Congress Passes COVID-19 Relief Package - INDIVIDUAL TAX INCENTIVES

March 27, 2020

By: Robert G. Tweel and Joshua A. Claybourn

After intense negotiations, Congress passed the $2.2 trillion Coronavirus Aid, Relief, and Economic Security Act (“CARES”) to provide direct assistance to individuals, businesses, and state and local governments to help them address the coronavirus (“COVID-19”) pandemic. President Trump signed CARES into law.

CARES provides tax relief provisions applicable to individuals, including:

Impact to Individuals

  • Individuals will receive a tax credit of $1,200 ($2,400 for joint filers) plus $500 for each qualifying child (under the age of 17). These are treated as advance refunds of a 2020 tax credit. Taxpayers will reduce the amount of the credit available on their 2020 tax return by the amount of the advance refund payment they receive.

■ ■ ■ ■ ■ ■ ■

* Work to complete
- A) In the CARES Act summary, what age must a qualifying child be under for the additional $500 credit?
- B) Resume the CARES Act summary immediately after its last bullet point, keeping its formal style and format.

■ ■ ■ ■ ■ ■ ■

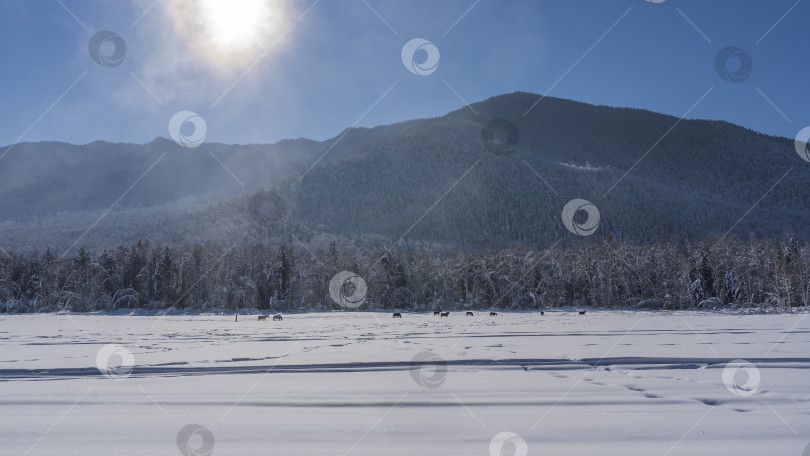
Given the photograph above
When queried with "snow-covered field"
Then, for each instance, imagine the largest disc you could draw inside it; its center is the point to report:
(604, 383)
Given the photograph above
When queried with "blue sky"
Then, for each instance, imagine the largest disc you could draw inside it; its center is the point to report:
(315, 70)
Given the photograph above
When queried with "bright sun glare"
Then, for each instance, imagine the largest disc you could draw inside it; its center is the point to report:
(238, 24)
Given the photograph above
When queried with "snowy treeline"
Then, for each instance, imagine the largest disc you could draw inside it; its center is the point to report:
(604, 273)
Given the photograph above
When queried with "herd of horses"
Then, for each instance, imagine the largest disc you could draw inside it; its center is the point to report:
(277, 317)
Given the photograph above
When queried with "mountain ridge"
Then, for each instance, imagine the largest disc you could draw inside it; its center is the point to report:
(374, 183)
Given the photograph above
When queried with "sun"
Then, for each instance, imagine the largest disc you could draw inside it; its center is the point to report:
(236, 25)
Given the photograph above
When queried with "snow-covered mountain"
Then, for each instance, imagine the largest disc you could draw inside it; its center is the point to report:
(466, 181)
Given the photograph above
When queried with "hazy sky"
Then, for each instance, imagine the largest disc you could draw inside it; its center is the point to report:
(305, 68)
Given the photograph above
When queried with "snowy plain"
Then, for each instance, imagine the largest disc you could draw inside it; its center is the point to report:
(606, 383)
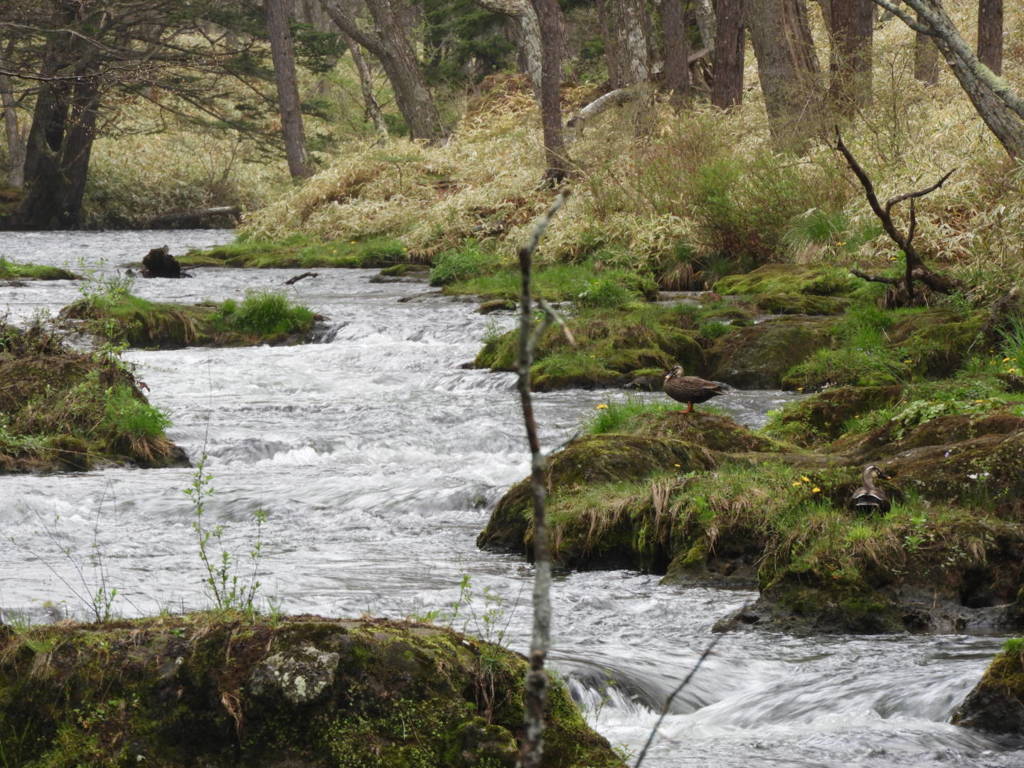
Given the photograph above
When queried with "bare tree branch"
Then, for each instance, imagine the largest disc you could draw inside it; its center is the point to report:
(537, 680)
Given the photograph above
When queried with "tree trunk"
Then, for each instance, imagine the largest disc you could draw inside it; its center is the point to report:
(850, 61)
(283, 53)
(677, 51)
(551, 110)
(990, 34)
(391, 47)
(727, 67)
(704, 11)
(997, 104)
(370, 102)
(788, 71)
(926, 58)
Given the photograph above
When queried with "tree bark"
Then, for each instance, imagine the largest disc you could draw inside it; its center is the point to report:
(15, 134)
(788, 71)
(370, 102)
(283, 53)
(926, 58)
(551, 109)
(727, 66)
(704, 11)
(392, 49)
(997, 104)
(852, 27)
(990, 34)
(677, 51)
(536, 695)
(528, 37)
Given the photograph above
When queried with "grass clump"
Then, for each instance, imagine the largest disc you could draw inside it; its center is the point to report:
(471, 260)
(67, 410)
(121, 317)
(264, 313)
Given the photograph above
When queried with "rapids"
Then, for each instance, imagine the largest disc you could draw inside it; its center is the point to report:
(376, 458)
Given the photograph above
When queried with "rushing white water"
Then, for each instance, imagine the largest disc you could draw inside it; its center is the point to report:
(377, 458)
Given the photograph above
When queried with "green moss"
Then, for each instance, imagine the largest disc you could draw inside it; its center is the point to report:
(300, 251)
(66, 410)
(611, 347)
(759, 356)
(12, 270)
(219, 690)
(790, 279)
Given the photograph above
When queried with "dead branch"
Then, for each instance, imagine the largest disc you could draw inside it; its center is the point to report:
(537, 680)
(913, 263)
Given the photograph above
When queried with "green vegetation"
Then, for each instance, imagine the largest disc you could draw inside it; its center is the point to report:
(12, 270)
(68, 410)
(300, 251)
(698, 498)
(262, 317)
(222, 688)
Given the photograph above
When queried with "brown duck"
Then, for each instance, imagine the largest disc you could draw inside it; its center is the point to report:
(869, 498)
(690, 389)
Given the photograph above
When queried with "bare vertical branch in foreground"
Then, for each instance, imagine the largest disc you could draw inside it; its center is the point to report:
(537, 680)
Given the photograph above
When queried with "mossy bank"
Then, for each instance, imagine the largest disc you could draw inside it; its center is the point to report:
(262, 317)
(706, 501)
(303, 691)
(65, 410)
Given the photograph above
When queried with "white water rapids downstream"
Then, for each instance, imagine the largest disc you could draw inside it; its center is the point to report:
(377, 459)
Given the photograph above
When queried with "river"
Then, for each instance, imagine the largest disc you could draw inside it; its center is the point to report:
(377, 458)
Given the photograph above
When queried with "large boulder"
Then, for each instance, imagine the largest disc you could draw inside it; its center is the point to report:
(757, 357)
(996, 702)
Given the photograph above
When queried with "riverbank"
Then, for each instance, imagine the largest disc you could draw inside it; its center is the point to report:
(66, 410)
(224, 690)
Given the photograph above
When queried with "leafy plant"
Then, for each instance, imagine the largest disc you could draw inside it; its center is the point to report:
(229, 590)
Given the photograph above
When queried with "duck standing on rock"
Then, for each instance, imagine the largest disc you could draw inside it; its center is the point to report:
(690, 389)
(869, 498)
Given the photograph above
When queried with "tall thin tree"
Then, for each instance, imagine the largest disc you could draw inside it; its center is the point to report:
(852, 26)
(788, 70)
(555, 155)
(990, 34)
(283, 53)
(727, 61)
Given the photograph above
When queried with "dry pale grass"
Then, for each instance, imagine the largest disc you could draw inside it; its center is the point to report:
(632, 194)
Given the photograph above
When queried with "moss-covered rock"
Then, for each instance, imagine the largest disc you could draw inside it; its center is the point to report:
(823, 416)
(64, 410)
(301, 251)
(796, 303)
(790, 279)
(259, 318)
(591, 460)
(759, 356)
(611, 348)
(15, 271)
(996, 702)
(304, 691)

■ ■ ■ ■ ■ ■ ■

* Outputs for the tasks
- A) Under the age of 17.

- B)
  • The credit is phased out for taxpayers with adjusted gross income (AGI) above $150,000 (for joint filers), $112,500 (for heads of household), and $75,000 for other individuals. The credit is not available to nonresident aliens, individuals who can be claimed as a dependent by another taxpayer, and estates and trusts. Checks or direct deposits will be issued by the Treasury Secretary soon, about three weeks for direct deposits and six to eight weeks for mail deliveries.
  • There is a new $300 above-the-line charitable deduction for those that don't itemize. The 50% charitable contribution cap is also lifted for qualifying contributions.
  • CARES provides a waiver of the early withdrawal penalty for certain Covid-19 related withdrawals from qualified retirement plans up to $100,000. Income attributable to those distributions would be subject to tax over three years and the taxpayer can recontribute those funds within the three period without regard to the annual contribution cap.
  • The relief package waives required minimum distribution rules for certain defined contribution plans and IRAs for calendar year 2020.
  • There is an exclusion for employer-provided student loan payments up to a $5,250 annual cap, even if those payments are made to the employee or directly to the lender.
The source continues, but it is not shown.